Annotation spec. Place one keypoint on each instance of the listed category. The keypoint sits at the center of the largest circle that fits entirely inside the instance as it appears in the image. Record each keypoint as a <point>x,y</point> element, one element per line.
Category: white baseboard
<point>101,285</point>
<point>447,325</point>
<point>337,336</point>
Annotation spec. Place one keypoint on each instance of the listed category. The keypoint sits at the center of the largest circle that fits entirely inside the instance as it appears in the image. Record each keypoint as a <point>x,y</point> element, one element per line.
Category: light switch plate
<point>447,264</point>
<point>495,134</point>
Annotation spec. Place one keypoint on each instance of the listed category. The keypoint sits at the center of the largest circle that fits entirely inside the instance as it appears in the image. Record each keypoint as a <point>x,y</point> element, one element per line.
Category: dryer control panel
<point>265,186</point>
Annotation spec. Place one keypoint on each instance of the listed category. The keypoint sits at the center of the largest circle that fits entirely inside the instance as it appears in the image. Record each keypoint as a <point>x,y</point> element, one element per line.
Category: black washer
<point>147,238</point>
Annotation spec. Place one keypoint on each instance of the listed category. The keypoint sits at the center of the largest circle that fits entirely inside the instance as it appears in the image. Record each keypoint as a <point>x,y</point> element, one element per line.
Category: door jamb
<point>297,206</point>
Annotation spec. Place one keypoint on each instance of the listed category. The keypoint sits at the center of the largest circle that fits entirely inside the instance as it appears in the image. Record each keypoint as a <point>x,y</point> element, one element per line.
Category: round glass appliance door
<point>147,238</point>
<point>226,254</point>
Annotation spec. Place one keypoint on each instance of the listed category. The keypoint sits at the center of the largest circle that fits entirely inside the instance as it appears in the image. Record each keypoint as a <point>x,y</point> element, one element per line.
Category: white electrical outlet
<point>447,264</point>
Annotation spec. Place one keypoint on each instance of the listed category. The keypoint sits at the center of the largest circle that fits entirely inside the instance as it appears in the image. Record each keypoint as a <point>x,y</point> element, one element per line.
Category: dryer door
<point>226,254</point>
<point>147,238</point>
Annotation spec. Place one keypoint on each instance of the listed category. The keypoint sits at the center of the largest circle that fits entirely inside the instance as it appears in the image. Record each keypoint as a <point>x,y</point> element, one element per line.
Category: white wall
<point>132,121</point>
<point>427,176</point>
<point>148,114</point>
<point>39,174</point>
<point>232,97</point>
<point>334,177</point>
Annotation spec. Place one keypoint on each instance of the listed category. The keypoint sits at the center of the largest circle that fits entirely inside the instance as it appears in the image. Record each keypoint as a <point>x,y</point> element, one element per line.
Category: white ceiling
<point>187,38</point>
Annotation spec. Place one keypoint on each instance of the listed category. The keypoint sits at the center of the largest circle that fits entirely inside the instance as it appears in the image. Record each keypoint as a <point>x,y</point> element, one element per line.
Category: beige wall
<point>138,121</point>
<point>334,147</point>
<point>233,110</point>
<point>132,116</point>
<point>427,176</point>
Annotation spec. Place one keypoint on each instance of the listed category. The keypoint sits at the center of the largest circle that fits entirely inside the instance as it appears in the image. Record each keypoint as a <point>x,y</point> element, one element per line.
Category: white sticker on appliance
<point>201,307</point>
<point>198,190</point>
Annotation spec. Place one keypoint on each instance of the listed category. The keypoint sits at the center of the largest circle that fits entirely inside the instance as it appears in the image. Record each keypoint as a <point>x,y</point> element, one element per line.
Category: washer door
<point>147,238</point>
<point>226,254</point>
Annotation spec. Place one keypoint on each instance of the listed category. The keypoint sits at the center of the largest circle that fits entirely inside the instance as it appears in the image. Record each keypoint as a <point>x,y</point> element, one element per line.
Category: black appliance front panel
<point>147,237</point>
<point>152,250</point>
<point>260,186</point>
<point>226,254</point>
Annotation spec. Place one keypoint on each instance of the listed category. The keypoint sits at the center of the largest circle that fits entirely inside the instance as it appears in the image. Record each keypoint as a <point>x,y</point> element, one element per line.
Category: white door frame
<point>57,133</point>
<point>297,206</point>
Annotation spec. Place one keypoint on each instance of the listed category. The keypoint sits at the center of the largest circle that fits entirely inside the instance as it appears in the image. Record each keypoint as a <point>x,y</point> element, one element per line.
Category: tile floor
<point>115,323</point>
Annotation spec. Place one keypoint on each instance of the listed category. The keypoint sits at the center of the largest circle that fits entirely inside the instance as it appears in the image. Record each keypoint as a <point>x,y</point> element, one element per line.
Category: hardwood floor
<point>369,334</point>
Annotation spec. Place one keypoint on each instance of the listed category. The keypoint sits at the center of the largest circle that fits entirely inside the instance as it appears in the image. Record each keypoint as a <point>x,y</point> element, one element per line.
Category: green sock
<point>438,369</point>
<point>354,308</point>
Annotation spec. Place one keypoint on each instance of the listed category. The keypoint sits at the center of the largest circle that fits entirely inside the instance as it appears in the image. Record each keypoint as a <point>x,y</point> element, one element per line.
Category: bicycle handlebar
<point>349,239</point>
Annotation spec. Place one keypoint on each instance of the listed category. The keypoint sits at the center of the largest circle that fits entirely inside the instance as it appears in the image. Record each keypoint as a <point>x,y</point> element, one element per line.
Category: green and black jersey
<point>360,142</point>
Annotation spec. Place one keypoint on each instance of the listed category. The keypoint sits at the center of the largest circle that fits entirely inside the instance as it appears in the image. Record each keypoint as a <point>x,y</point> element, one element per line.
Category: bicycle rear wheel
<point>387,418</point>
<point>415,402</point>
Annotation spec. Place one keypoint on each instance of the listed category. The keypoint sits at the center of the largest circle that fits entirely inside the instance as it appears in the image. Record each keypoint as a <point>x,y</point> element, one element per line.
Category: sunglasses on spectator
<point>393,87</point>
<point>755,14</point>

+ + + + + + +

What is needed: Output every entry shown above, exactly.

Answer box:
Annotation spec. Place one keypoint on each instance of the listed category. The keypoint sits at the center of the largest circle that fits entirely inside the instance as it appears in the image. Record each keypoint as a <point>x,y</point> element, one element per line.
Category: white baseboard
<point>101,285</point>
<point>447,325</point>
<point>337,336</point>
Annotation spec. Place one keypoint on each instance of the listed category. The keypoint sits at the center of the largest circle that fits entirely inside the instance as it appears in the image. Record each keypoint as a <point>x,y</point> element, one element per line.
Category: light switch plate
<point>447,264</point>
<point>495,134</point>
Annotation spec. Place one keypoint on each instance of the listed category. The keypoint sits at the center of the largest circle that fits entirely inside the instance as it appears in the image. Record each keypoint as a <point>x,y</point> element, one element per line.
Category: dryer control panel
<point>265,186</point>
Annotation spec. Place one keypoint on each instance of the listed category. The keypoint sits at the center of the largest circle that fits entirely inside the instance as it appears in the image. Record each keypoint as a <point>x,y</point> element, one element per line.
Category: black washer
<point>147,238</point>
Annotation spec. Place one keypoint on each instance of the listed category. The keypoint sits at the center of the largest circle that fits entirely inside the instance as it appears in the image. Record each keypoint as a <point>x,y</point> element, one element per line.
Category: door jamb
<point>297,206</point>
Annotation spec. Place one keypoint on each instance of the listed category. The keypoint sits at the center of the largest circle that fits entirely inside the instance as it appears in the image. Record each keypoint as a <point>x,y</point> element, one element per line.
Category: round glass appliance door
<point>147,238</point>
<point>226,254</point>
Annotation spec. Place one keypoint on each instance of the listed category. The keypoint sits at the center of the largest circle that fits entirely inside the instance as it appears in the image. Record each keypoint as a <point>x,y</point> element, one element per line.
Category: white electrical outlet
<point>447,264</point>
Annotation spec. Place one keypoint on each instance of the listed category. The keypoint sits at the center of the largest circle that fits entirely inside the instance as it appears in the image. Record each keypoint as a <point>x,y</point> element, one element per line.
Category: dryer door
<point>226,254</point>
<point>147,238</point>
Annotation spec. Place one keypoint on each instance of the listed category. The keypoint sits at the center of the largest circle that fits entirely inside the instance as it appears in the image. Record each keypoint as a <point>x,y</point> element, one element per line.
Category: white wall
<point>132,121</point>
<point>427,176</point>
<point>148,114</point>
<point>39,174</point>
<point>232,97</point>
<point>334,177</point>
Annotation spec. Place one keypoint on each instance of the listed category. The keypoint sits at the center of the largest circle that fits entirely inside the instance as it appears in the image. Record each keypoint as a <point>x,y</point> element, one element per line.
Category: white ceiling
<point>187,38</point>
Annotation spec. Place one keypoint on each instance of the listed category. The keypoint sits at the center of the largest circle that fits entirely inside the instance as it appears in the image. Record each keypoint as a <point>x,y</point> element, one element per line.
Category: beige wall
<point>138,121</point>
<point>334,147</point>
<point>233,110</point>
<point>132,116</point>
<point>427,176</point>
Annotation spec. Place one keypoint on each instance of the listed category. The keypoint sits at the center of the largest circle that fits entirely inside the instance as it appears in the image. Record each keypoint as a <point>x,y</point> element, one element per line.
Category: white sticker on appliance
<point>201,307</point>
<point>198,190</point>
Annotation spec. Place one keypoint on each instance of the listed category. The keypoint sits at the center of the largest circle that fits entirely inside the instance as it appears in the image. Record each keypoint as a <point>x,y</point> element, one element per line.
Category: washer door
<point>147,238</point>
<point>226,254</point>
Annotation spec. Place one keypoint on each instance of the listed category. The keypoint sits at the center of the largest circle that fits entirely inside the instance as it appears in the image. Record each keypoint as a <point>x,y</point> element, one element per line.
Category: black appliance front panel
<point>147,237</point>
<point>152,250</point>
<point>260,186</point>
<point>226,254</point>
Annotation spec. Place one keypoint on each instance of the listed category. The keypoint sits at the center of the largest circle that fits entirely inside the instance as it appears in the image. Record each keypoint as a <point>x,y</point> element, one element per line.
Category: white door frame
<point>57,133</point>
<point>297,206</point>
Annotation spec. Place one keypoint on each instance of the listed category. The keypoint sits at the center of the largest circle that fits entirely inside the instance as it appears in the image. Record each keypoint as a <point>x,y</point> element, one element per line.
Category: tile floor
<point>115,323</point>
Annotation spec. Place one keypoint on each instance of the listed category. The keypoint sits at the center of the largest circle that fits entirely inside the instance as it appears in the image. Record each keypoint as a <point>x,y</point> element, one element per line.
Category: hardwood floor
<point>369,334</point>
Annotation spec. Place one keypoint on each instance of the listed category. The keypoint sits at the center of the largest circle that fits entirely inside the instance as it appears in the image. Record each keypoint as a <point>x,y</point> element, one element per line.
Category: green sock
<point>438,369</point>
<point>354,308</point>
Annotation spec. Place one keypoint on each instance of the listed category. The keypoint sits at the center of the largest circle that fits entirely inside the instance as it appears in the image. Record each keypoint as a <point>x,y</point> element, one element per line.
Category: bicycle handlebar
<point>349,239</point>
Annotation spec. Place one keypoint on each instance of the listed category. The keypoint sits at the center of the largest circle that fits entirely inside the instance as it appears in the image. Record each keypoint as a <point>x,y</point> element, one element per line.
Category: green and black jersey
<point>360,142</point>
Annotation spec. Place one keypoint on each instance of the listed category. The keypoint sits at the center of the largest circle that fits entirely inside the instance as it appears in the image. Record each keypoint as a <point>x,y</point> element, one element per line.
Category: bicycle rear wheel
<point>387,418</point>
<point>415,402</point>
Annotation spec. Place one keypoint on each instance of the listed category. The keypoint sits at the center of the largest circle that fits entirely inside the instance as it appears in the image. Record each keypoint as a <point>x,y</point> element, one element per line.
Category: sunglasses on spectator
<point>393,87</point>
<point>755,14</point>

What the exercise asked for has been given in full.